_Reading text_:
McDonald has reused the sprawling setting of this award-winning novel in two exceptional novellas, "The Little Goddess" and "The Djinn's Wife". He does a beautiful job with rich description and evocative settings, and both of those novellas carried a strong emotional punch and fascinating lead characters. I was hoping the novel would be even better, but while it features the same rich description and an even greater density of ideas, it rarely comes together in an emotionally satisfying story.

River of Gods is told with a large ensemble cast: a gangster, a Krishna (anti-AI) cop and his wife from the country, an advisor to the Prime Minister of Bharat, a stand-up comic who unexpectedly inherits the research division of an Indian power company, a journalist with a craving for danger, a scientist investigating the mysterious asteroid, another who has walked away from it all, and a neuter set designer for the giant soap opera Town and Country. Through this cast, McDonald shows a variety of classes and concerns and does a good job at painting the depth of his world. What he doesn't do is integrate his cast well into the plot. I was waiting for him to pull off a virtuouso collision of individual stories, but River of Gods isn't that book. Instead, everyone's life touches the others to a degree, but some are far more central and several of the threads reach conclusions that are related only through theme.

More frustratingly, some of the individual stories feel rather unimportant. I invested a lot of attention in the story of the wife of the Krishna Cop, for instance, wondering when it's going to integrate with the rest of the story, but it's only a character study and exposition of a certain viewpoint within Bharat. Some of the characters have their lives destroyed almost incidentally as part of the larger plot. And by the end, I didn't think McDonald achieved much in the way of overall coherence. The motivations behind the events of the story are explained, mostly. The main mystery of the plot reaches an annoyingly circular and "neat" solution that doesn't leave itself open to a reach for something larger. Most of the stories are frankly depressing, there are only momentary bits of sense of wonder, and McDonald's novellas in the same universe do a far, far better job at capturing the mindset of the aeais.

This book is certainly not short on ideas. I was particularly fascinated by the idea of nutes, people who have "Stepped Away" as they call it, made their bodies completely androgynous and neuter, and embedded control circuitry that lets them program their own emotional reactions. McDonald does an excellent job of describing their society, drawing on elements of gay culture (including the belief by many people that nutes are some type of sexual perversion or are less than human) but adding a unique spin. Unfortunately, much of the exploration of the idea is sidelined by other plot elements, but I liked the bits that we did get.

_Extracted information_:
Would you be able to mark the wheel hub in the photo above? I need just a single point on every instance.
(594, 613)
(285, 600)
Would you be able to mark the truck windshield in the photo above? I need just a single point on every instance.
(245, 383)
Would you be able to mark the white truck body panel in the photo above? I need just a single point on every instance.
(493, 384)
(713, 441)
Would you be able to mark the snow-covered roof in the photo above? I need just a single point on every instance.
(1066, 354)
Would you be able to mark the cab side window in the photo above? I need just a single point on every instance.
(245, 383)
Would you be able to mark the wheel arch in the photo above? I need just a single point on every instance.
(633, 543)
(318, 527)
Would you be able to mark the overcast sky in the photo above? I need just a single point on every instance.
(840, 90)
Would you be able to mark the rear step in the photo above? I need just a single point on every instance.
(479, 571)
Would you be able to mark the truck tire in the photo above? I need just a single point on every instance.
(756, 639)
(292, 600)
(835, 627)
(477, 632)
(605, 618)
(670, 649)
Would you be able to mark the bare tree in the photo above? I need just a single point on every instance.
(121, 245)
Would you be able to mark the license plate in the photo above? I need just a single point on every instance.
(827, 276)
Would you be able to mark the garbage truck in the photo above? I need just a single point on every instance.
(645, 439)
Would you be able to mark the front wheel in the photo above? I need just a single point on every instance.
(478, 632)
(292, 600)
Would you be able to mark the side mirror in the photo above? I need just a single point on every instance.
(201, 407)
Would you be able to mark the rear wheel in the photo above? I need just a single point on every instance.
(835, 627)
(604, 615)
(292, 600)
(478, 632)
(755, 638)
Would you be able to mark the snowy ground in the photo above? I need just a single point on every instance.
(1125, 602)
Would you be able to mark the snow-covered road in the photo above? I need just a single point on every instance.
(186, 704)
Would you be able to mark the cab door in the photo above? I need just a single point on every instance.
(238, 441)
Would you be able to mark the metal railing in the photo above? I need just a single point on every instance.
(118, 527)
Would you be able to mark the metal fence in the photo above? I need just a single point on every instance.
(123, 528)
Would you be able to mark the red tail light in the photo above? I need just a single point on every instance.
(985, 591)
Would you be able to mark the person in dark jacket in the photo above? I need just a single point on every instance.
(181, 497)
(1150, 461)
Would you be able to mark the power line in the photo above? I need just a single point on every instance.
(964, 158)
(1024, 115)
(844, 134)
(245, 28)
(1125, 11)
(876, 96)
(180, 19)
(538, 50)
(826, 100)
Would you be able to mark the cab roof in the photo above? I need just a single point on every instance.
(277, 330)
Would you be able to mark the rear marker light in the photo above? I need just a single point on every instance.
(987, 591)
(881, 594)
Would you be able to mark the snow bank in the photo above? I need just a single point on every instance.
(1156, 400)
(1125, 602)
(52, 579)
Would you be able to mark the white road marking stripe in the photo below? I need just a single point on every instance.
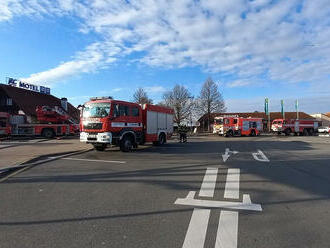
(94, 160)
(260, 156)
(196, 232)
(232, 184)
(4, 146)
(227, 230)
(208, 185)
(246, 204)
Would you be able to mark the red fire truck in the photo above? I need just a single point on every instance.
(51, 122)
(301, 127)
(105, 121)
(238, 126)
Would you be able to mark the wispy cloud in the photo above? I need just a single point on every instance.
(281, 40)
(238, 83)
(155, 89)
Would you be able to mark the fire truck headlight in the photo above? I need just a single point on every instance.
(83, 137)
(104, 137)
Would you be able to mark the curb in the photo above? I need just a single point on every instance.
(29, 164)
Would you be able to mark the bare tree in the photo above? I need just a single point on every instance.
(180, 99)
(140, 96)
(210, 100)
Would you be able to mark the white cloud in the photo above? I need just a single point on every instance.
(242, 38)
(238, 83)
(93, 58)
(155, 89)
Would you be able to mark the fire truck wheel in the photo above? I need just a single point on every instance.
(126, 144)
(48, 133)
(162, 139)
(100, 147)
(253, 132)
(287, 132)
(305, 132)
(230, 133)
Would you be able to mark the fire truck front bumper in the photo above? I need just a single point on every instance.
(105, 138)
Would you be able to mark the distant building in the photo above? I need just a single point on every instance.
(273, 115)
(14, 100)
(324, 119)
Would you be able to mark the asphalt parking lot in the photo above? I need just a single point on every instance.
(210, 192)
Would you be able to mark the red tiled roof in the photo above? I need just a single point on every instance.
(273, 115)
(28, 100)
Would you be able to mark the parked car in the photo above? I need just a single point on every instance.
(324, 129)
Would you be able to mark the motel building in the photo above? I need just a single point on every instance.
(18, 98)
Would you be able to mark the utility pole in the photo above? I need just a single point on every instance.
(267, 112)
(282, 109)
(297, 107)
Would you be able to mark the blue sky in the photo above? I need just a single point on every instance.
(252, 49)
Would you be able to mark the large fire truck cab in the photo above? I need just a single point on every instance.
(301, 127)
(238, 126)
(218, 125)
(105, 121)
(5, 129)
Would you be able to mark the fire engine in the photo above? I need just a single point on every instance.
(51, 122)
(238, 126)
(218, 125)
(106, 121)
(302, 127)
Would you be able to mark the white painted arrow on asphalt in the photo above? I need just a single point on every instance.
(260, 156)
(227, 154)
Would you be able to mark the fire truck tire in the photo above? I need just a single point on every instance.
(162, 139)
(126, 144)
(100, 147)
(311, 132)
(230, 133)
(48, 133)
(305, 132)
(253, 133)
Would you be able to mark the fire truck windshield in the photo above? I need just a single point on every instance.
(100, 110)
(218, 121)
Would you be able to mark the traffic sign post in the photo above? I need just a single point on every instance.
(282, 109)
(267, 112)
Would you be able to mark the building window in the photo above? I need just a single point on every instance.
(9, 102)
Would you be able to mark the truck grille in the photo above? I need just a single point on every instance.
(93, 126)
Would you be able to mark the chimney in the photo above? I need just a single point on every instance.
(64, 104)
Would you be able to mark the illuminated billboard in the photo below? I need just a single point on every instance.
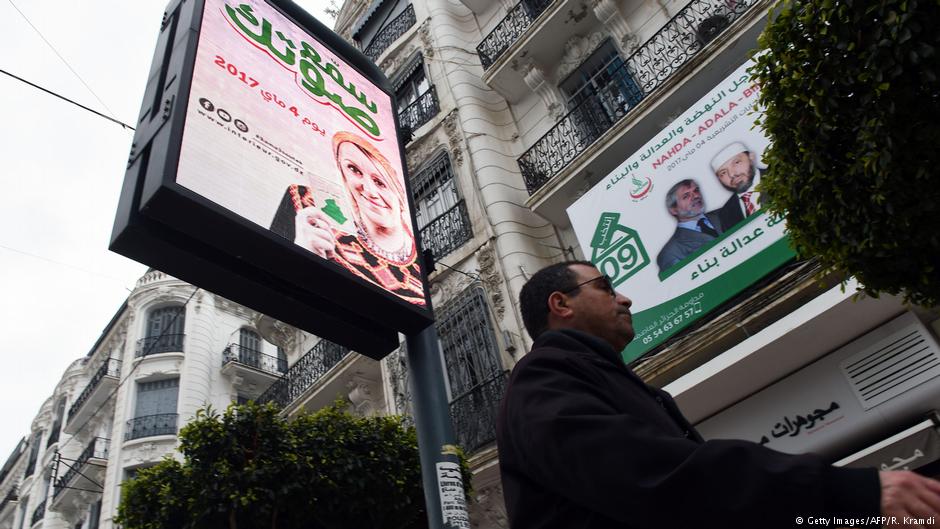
(268, 154)
(679, 226)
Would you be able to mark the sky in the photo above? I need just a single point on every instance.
(61, 170)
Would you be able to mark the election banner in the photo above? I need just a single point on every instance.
(679, 226)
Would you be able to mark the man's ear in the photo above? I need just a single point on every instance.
(558, 306)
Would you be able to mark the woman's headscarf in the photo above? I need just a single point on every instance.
(342, 137)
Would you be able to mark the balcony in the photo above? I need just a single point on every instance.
(98, 390)
(151, 425)
(38, 513)
(251, 370)
(419, 112)
(448, 231)
(305, 374)
(85, 473)
(509, 30)
(11, 498)
(474, 413)
(650, 67)
(165, 343)
(390, 33)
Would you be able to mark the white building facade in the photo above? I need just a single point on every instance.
(515, 108)
(170, 350)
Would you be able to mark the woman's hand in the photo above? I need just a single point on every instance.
(312, 231)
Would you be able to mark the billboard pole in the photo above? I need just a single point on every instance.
(440, 465)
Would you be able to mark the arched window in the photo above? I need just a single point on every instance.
(57, 423)
(164, 330)
(249, 347)
(281, 360)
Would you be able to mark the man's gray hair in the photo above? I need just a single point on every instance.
(671, 199)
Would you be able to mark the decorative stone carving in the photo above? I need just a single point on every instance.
(488, 511)
(277, 332)
(577, 50)
(362, 395)
(234, 308)
(534, 78)
(489, 273)
(607, 12)
(576, 16)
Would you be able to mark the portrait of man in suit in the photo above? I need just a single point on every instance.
(694, 227)
(736, 167)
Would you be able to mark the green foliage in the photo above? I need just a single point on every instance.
(250, 468)
(852, 102)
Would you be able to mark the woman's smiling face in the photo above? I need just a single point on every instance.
(370, 188)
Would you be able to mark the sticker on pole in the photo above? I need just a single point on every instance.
(453, 507)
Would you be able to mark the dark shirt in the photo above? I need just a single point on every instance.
(584, 443)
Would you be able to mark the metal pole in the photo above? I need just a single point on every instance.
(440, 466)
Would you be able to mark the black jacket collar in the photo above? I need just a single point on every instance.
(568, 338)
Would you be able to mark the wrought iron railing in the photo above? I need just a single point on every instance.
(474, 413)
(448, 231)
(11, 497)
(302, 375)
(420, 111)
(151, 425)
(647, 68)
(38, 513)
(390, 33)
(97, 448)
(109, 368)
(164, 343)
(254, 358)
(509, 29)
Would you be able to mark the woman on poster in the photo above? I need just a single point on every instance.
(383, 249)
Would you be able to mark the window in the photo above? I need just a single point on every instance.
(412, 85)
(602, 86)
(435, 190)
(33, 454)
(477, 379)
(94, 515)
(164, 331)
(281, 360)
(155, 413)
(249, 347)
(470, 349)
(57, 423)
(379, 15)
(442, 215)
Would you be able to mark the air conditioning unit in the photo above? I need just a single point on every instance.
(866, 390)
(710, 28)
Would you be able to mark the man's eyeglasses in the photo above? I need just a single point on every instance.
(605, 284)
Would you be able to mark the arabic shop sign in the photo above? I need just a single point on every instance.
(678, 225)
(803, 424)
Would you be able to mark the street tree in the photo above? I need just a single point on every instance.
(251, 468)
(851, 91)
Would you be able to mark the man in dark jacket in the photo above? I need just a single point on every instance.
(584, 443)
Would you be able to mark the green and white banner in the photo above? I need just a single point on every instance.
(678, 225)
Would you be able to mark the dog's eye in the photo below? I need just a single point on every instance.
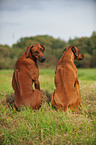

_Exercise tasks_:
- A) In the River of Gods review, why did the reviewer find the story of the Krishna cop's wife frustrating? Answer in one to three sentences.
- B) Carry the River of Gods review on from its last sentence.

_Task results_:
- A) The reviewer gave that thread a lot of attention while waiting for it to connect with the rest of the story. It turned out to be only a character study and an exposition of one viewpoint within Bharat.

- B)
This is a problem for most of the ideas that McDonald generates. The aeais (AIs) lurk behind the scenes but are seldom shown openly or in their full complexity, and I know from later stories that McDonald can do a better job with them. The space exploration puzzle turns out to be frustratingly pointless. Zero-point energy serves mostly as a plot device. Aj doesn't receive nearly enough screen time and could have been developed much more, at the cost of the less-important side plots. About the only large idea that I thought got a full-fledged and fascinating treatment was Town and Country, the soap done entirely with aeai actors and featuring a huge completely made-up backstory about the actors and their lives that's as popular as the soap opera itself. This is a perceptive idea with real-world resonance that we get to see from several angles. Even here, though, this is only a fragment of the plot; I think it could have profitably driven a novel of its own (and a more focused one). I came away from this book interested in many of the ideas and mostly unsatisfied with the depth of treatment of all of them.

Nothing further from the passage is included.